### TASK PROMPT
Please copy out every line of the listing below in which the word "positive" appears.

### MATERIAL SHOWN

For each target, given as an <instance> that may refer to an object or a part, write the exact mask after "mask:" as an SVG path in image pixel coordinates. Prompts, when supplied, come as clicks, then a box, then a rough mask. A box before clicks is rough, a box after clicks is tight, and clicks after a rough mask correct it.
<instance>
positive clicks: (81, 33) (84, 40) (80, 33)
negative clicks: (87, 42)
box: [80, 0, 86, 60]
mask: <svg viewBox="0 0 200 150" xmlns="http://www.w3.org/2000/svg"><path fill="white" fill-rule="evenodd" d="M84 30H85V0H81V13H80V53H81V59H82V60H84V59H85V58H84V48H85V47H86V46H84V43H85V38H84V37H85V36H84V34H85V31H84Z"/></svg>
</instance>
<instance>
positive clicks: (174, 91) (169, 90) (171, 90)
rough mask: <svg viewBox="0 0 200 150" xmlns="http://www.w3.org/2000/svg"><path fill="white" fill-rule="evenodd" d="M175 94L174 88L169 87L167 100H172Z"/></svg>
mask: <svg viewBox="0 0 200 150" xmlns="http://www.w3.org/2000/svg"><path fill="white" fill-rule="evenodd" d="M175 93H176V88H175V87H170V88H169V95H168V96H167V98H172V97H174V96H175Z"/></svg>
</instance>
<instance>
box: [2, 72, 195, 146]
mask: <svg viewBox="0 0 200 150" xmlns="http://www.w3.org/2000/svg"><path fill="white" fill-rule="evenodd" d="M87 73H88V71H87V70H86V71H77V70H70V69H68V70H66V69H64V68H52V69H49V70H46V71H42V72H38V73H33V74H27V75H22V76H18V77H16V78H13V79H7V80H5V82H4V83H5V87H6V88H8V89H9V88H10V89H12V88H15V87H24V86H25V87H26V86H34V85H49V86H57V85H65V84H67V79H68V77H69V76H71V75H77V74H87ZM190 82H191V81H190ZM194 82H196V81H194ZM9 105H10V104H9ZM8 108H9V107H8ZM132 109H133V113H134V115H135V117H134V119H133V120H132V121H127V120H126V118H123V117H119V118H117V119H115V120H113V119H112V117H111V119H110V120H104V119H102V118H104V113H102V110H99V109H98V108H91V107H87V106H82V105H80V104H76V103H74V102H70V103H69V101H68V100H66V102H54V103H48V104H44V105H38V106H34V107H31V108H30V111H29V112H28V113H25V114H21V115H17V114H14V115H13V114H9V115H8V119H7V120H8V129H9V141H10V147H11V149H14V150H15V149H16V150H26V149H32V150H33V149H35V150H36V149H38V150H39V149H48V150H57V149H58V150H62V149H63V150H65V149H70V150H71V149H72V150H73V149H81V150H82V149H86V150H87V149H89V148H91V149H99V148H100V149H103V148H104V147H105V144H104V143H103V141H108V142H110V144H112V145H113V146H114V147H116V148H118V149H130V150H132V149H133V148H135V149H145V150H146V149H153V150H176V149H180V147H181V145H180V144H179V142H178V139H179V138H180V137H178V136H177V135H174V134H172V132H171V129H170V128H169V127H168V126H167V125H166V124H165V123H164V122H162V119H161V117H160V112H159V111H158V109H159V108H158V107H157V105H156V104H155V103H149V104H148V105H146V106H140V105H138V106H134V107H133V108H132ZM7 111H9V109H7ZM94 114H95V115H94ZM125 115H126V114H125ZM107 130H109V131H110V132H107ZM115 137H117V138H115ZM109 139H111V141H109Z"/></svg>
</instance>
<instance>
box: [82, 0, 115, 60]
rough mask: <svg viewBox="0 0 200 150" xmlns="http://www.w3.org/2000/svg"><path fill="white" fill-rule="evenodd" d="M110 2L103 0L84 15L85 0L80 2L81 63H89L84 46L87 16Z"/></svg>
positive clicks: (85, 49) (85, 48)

### ANSWER BOX
positive clicks: (81, 33) (84, 40) (80, 33)
positive clicks: (174, 91) (169, 90) (171, 90)
positive clicks: (85, 49) (85, 48)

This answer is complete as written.